### SOURCE EXCERPT:
***
RegEx to match some wrapped texts - regex

Consider following text:
aas( I)f df (as)(dfdsf)(adf).dgdf(sfg).(dfdf) asdfsdf dsfa(asd #54 54 !fa.) sdf
I want to retrive text between parenthesis, but adjacent parentheses should be consider a single unit. How can I do that?
For above example desired output is:
( I)
(as)(dfdsf)(adf)
(sfg).(dfdf)
(asd #54 54 !fa.)

Assumption
No nesting (), and no escaping of ()
Parentheses are chained together with the . character, or by being right next to each other (no flexible spacing allowed).
(a)(b).(c) is consider a single token (the . is optional).
Solution
The regex below is to be used with global matching (match all) function.
\([^)]*\)(?:\.?\([^)]*\))*
Please add the delimiter on your own.
DEMO
Explanation
Break down of the regex (spacing is insignificant). After and including # are comments and not part of the regex.
\( # Literal (
[^)]* # Match 0 or more characters that are not )
\) # Literal ). These first 3 lines match an instance of wrapped text
(?: # Non-capturing group
\.? # Optional literal .
***
### ITEMS:
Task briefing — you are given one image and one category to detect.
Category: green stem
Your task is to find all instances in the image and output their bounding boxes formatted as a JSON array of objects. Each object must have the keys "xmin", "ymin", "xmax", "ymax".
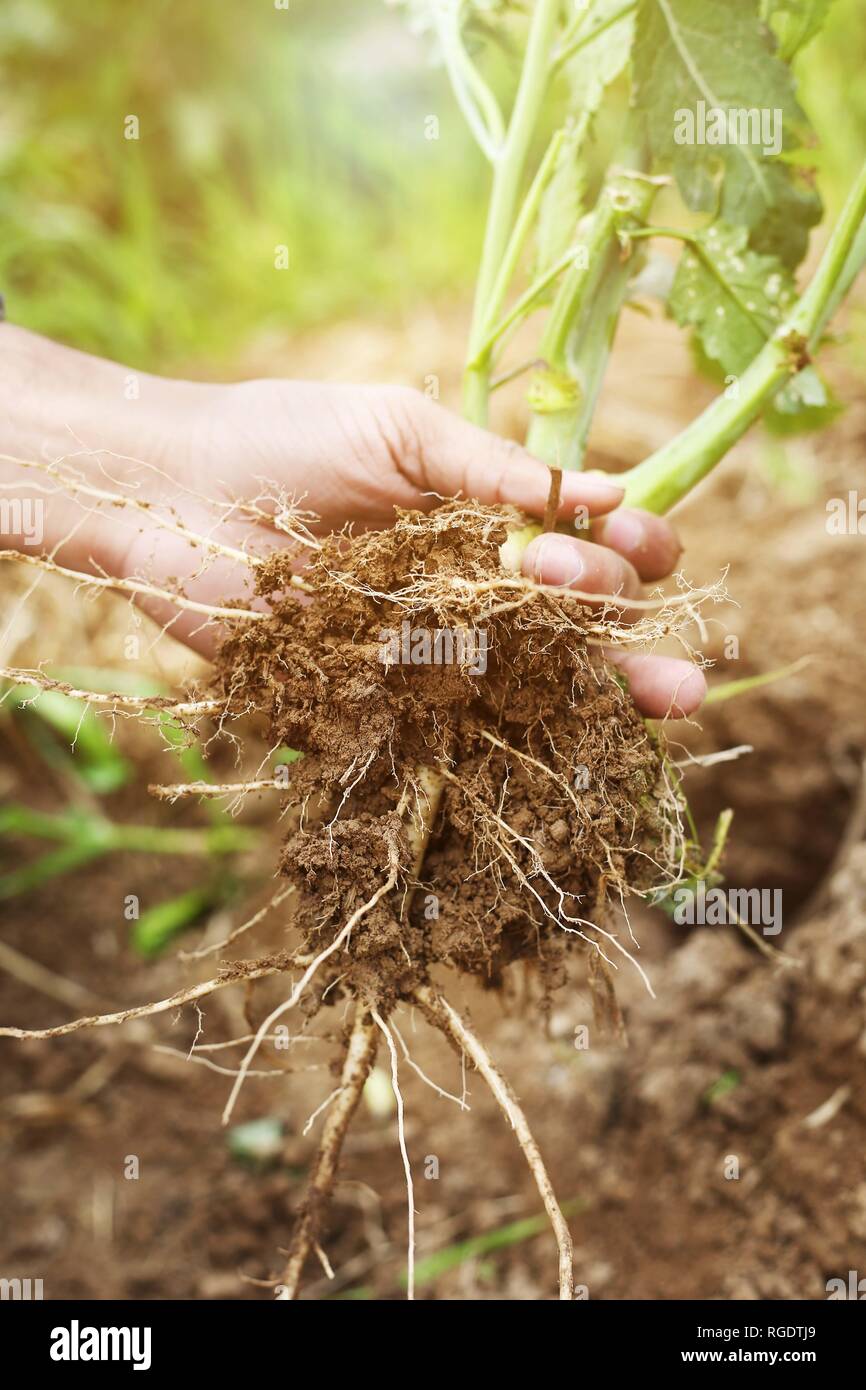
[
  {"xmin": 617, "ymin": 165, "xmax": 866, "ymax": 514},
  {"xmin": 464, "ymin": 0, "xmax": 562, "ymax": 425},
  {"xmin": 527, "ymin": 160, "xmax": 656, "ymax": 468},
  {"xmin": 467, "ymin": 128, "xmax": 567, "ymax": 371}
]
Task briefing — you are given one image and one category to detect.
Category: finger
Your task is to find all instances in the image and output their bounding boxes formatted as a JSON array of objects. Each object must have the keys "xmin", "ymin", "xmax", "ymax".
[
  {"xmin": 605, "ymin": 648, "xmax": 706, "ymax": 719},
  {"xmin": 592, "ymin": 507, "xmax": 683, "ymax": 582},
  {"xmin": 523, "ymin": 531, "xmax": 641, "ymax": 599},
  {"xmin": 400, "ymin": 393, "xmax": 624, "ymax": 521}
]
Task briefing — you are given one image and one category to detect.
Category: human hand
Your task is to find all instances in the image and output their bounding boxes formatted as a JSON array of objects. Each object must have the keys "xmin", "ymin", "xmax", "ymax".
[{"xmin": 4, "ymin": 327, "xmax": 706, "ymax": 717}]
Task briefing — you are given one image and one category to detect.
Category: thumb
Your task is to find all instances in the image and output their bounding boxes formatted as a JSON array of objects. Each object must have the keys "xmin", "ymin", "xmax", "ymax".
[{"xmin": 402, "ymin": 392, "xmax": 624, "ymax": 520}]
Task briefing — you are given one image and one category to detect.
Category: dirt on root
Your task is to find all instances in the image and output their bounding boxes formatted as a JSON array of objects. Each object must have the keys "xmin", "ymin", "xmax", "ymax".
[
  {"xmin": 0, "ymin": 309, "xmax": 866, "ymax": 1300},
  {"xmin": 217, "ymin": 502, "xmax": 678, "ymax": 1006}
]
***
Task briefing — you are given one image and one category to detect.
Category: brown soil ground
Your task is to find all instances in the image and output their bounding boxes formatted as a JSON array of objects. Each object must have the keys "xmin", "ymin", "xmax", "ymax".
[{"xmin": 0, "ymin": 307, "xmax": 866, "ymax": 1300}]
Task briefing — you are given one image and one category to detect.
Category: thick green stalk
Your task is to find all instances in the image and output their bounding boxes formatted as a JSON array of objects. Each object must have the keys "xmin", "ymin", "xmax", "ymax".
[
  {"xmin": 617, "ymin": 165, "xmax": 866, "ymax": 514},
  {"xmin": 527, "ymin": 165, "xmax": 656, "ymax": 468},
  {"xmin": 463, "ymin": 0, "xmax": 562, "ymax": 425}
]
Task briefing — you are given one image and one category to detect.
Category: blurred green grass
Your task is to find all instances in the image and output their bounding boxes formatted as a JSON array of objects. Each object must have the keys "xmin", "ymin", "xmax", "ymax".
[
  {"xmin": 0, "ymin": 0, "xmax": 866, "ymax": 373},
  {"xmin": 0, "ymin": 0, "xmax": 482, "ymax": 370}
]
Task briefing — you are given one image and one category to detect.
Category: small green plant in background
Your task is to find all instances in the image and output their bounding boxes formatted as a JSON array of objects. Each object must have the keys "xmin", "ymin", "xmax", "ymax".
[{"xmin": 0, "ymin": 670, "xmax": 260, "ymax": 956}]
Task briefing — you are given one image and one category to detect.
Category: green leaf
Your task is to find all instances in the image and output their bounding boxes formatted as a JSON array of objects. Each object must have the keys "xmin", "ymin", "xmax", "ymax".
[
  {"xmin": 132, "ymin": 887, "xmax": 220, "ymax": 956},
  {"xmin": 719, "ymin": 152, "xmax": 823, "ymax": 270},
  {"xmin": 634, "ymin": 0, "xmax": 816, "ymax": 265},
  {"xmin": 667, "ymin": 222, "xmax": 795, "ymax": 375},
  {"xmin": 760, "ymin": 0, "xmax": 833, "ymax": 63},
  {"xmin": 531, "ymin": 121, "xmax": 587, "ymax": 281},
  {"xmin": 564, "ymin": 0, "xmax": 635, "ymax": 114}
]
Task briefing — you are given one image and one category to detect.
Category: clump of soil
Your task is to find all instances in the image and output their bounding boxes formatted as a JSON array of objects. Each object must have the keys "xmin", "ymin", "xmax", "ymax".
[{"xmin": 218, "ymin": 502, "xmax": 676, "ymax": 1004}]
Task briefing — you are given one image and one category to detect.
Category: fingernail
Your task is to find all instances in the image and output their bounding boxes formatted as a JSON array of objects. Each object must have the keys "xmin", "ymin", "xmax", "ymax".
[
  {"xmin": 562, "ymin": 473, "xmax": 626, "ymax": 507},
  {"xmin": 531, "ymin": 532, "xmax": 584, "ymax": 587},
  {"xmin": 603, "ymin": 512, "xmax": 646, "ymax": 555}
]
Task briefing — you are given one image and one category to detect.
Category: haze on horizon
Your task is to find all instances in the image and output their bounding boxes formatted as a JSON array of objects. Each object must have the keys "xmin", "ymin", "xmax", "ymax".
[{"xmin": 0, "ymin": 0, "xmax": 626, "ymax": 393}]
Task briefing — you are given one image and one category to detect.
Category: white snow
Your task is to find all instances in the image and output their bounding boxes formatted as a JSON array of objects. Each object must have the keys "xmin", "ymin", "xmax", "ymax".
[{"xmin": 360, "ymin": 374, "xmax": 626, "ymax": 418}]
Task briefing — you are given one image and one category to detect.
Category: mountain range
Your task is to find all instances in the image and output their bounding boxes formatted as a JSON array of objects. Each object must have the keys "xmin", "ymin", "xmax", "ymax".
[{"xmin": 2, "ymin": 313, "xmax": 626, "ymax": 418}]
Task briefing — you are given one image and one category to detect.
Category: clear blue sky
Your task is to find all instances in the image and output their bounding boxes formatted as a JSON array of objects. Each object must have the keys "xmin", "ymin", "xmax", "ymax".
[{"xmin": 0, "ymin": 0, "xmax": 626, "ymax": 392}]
***
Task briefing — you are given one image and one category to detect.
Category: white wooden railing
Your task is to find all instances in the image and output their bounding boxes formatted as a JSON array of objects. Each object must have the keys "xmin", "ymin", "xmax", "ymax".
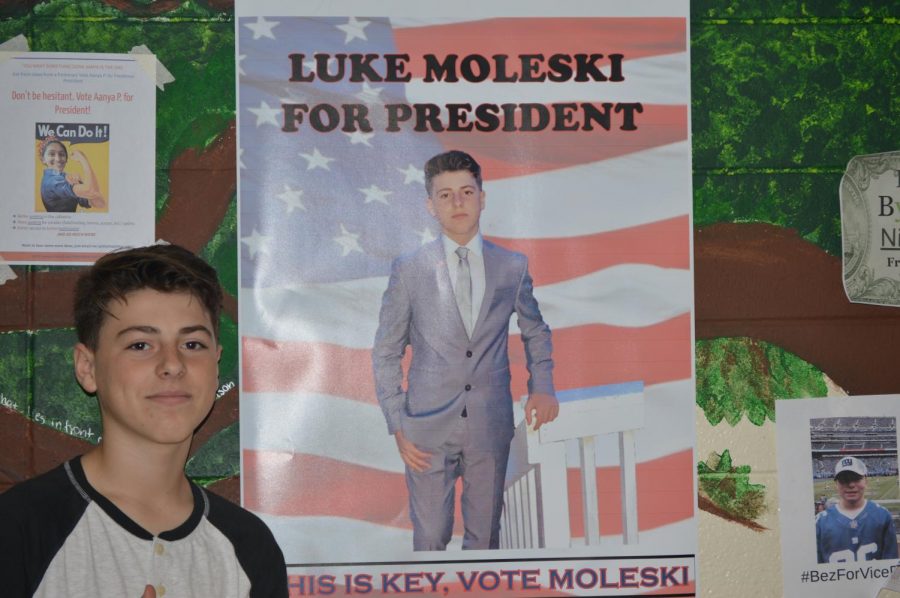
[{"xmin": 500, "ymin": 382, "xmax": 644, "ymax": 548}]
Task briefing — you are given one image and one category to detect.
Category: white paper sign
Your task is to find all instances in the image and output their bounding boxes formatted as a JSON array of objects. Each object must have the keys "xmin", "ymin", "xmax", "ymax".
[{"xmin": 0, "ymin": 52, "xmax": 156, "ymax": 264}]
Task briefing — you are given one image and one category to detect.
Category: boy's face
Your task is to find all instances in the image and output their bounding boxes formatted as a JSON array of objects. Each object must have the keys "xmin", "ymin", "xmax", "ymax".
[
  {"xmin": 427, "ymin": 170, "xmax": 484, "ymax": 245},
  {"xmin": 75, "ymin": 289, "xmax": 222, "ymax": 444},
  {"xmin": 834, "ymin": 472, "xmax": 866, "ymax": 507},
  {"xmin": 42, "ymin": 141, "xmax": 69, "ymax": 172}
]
***
### PROBLEMS AND TASKS:
1 > Reproduce the regex thread between "(a)(b).(c) is consider" and "on your own.", inclusive.
2 > List every line that the regex thread gives as the desired output for its example text.

### EXPECTED OUTPUTS:
1 >
(a)(b).(c) is consider a single token (the . is optional).
Solution
The regex below is to be used with global matching (match all) function.
\([^)]*\)(?:\.?\([^)]*\))*
Please add the delimiter on your own.

2 >
( I)
(as)(dfdsf)(adf)
(sfg).(dfdf)
(asd #54 54 !fa.)